**O que se pede**
Prossiga o texto sobre melancolia e narcisismo primário a partir de sua última frase.

**Texto fornecido**

○ ○ ○ ○

Uma pré-condição necessária para a melancolia é um distúrbio do narcisismo primário (Ogden2014). Freud em 1915 escreveu o texto “Luto e melancolia “e só foi publicá-lo em 1917. A Primeira Guerra Mundial assolava a Europa nessa época e uma grande carnificina instalava-se entre os homens. Nesse momento, dois filhos de Freud alistaram-se para a guerra e foram convocados. O seu consultório esvaziou-se devido à guerra. Também perde um grande aliado de estudos teóricos, chamado Jung. Houve uma ruptura e uma divergência de opiniões por parte de Jung, no ponto da centralidade da noção de sexualidade na compreensão da personalidade humana.
A melancolia é um termo advindo do grego, onde Melan (negro) e Cholis (bílis), isto é, melancholia significa, portanto, bile negra. Hipócrates (pai da medicina) classificou como um conjunto de sintomas como: aversão à comida, falta de ânimo, insônia, irritabilidade e inquietação. O que vem a ser narcisismo primário? É um processo normal, necessário, que ocorre num determinado momento regular do desenvolvimento libidinal. O bebê precisa sobreviver, precisa reagir no pós-nascimento. O aparelho mental do bebê recém-nascido tem um funcionamento com a característica primordial de ausência de contradição.
Freud chamou de processos mentais primários, que são os processos mentais inconscientes antigos e primários. É a única forma de funcionamento, ou seja, são orientados pelo princípio do prazer. Podemos configurar o distúrbio do narcisismo primário como uma resistência ao enfrentamento da realidade e ao desconhecido que permeiam de forma inerente nossa vida.

○ ○ ○ ○

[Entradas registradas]
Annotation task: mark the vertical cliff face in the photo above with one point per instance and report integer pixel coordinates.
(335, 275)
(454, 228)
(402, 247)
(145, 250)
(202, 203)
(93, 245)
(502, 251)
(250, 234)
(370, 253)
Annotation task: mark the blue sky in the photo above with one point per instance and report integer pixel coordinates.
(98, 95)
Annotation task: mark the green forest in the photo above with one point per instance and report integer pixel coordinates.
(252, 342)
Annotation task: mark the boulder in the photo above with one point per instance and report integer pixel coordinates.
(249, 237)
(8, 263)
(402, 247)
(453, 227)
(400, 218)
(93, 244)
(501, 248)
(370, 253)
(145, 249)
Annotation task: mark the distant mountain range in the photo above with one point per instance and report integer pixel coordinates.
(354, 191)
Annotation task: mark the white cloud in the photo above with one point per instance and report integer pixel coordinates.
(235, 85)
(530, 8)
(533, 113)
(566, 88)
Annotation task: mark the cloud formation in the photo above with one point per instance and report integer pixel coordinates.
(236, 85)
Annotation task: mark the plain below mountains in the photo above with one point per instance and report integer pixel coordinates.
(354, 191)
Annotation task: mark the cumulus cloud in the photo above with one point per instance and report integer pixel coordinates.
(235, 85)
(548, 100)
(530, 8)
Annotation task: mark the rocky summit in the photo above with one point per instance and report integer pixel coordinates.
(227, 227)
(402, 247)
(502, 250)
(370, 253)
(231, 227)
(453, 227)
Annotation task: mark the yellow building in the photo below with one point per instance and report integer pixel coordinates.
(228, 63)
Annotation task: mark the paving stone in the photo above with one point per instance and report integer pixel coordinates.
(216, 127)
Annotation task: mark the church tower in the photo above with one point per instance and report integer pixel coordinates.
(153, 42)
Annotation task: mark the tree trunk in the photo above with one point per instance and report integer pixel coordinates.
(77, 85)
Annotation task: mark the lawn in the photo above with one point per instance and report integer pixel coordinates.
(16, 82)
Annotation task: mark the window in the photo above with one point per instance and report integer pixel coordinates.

○ ○ ○ ○

**Resultado da tarefa**
A sua majestade o bebê tem um tempo de validade. A própria anatomia e fisiologia nos empurram para o crescimento, rumo à independência e autonomia. A autonomia nem sempre é possível. O paciente melancólico, no primeiro ano de vida e na infância, não conseguiu fazer a passagem bem-sucedida do narcisismo para o amor objetal, que é o objeto exterior. Diante de perdas ou frustrações foi incapaz de fazer o luto ou enfrentar a realidade da perda e, com o tempo, de vir a ter um novo amor maduro com outra pessoa.
O melancólico não consegue se separar do objeto perdido e evita a dor da perda por meio da regressão narcísica de objeto para a identificação narcísica: E o resultado é que a despeito do conflito [decepção levando a afronta] com a pessoa amada, não é preciso desistir da relação amorosa. Trocando em miúdos, o melancólico deixou de fazer a travessia ao encontro do outro. Deixa de fertilizar e não se vincula ou faz alianças.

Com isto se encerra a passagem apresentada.